### Goal of the exercise
Repeat the lines from the line with "of the license" to the line with "the car windshield" in the listing below, keeping both end lines and adding nothing.

### Raw data
• • • • •

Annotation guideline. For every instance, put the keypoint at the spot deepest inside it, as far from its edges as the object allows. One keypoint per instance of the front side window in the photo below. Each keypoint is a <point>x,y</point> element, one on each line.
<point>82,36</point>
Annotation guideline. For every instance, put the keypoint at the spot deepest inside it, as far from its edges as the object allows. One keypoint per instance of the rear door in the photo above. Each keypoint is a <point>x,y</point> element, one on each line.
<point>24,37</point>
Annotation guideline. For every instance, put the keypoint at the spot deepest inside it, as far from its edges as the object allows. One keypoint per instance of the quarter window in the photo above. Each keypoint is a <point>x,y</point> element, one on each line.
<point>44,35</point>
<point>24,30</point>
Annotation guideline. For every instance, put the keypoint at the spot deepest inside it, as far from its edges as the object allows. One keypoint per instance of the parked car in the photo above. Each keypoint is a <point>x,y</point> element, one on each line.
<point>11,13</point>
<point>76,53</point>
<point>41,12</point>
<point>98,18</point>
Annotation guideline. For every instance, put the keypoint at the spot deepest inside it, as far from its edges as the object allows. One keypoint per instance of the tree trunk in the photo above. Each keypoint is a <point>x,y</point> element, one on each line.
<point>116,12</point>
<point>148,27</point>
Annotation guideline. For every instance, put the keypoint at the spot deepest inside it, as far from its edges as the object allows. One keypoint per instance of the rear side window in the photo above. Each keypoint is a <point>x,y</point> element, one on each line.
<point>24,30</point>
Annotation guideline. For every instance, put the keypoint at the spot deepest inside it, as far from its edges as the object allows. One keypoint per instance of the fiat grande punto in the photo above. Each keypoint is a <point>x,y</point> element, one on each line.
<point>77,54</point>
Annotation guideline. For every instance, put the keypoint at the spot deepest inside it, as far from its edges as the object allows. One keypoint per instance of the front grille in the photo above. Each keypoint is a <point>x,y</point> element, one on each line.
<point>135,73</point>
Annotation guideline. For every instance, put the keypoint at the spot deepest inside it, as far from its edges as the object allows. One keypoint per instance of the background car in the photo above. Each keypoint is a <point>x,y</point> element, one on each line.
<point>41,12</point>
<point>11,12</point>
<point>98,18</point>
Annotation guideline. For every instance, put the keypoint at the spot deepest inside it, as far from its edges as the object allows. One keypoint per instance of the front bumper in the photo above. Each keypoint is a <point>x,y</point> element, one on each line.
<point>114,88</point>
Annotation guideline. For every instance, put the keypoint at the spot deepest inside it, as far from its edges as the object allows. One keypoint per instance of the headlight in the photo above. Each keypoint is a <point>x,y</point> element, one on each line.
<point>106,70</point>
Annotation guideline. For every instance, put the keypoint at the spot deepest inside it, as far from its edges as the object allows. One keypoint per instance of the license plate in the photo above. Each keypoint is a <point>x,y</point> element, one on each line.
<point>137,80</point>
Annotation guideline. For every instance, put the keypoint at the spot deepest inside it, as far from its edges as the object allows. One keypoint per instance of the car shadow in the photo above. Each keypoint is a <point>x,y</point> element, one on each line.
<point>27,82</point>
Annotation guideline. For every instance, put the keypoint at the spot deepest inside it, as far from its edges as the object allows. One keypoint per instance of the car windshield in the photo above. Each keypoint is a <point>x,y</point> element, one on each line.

• • • • •

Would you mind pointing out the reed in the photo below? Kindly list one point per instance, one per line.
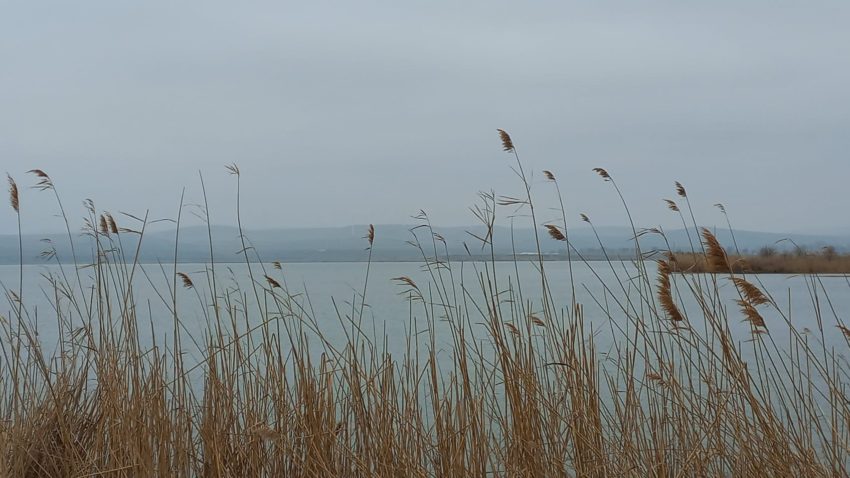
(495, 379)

• • • • •

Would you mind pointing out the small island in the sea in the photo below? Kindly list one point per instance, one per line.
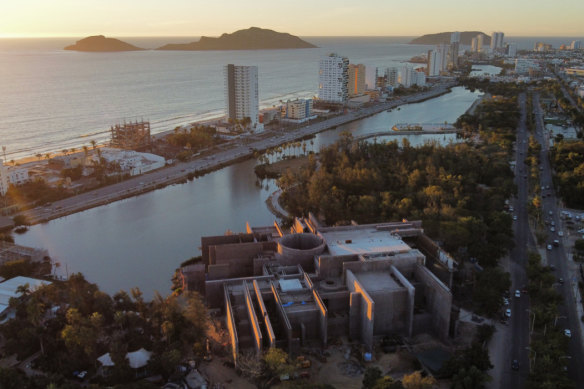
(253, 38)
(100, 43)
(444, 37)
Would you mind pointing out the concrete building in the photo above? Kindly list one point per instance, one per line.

• • • • •

### The completed task
Annotation guideline. For every instance, put the keypoint at the spot deepest inside it, as far from its edges as the object allows. One keypoint per instance of the license plate in the photo above. Each keypoint is a <point>x,y</point> element, one on each line.
<point>137,80</point>
Annotation guideline. For every instance, put the keypoint at the spot deepest inside it, as far from its edges as the object allows. One keypoint per instance of the car shadow in the photo above. Each keypoint is a <point>x,y</point> element, one on each line.
<point>27,82</point>
Annotation guideline. For every instance, put the keypoint at the spot deepest inside it, as far from its edges as the object allows. One keypoint per instance of the car windshield in the photo above. Each keypoint is a <point>x,y</point> element, one on each line.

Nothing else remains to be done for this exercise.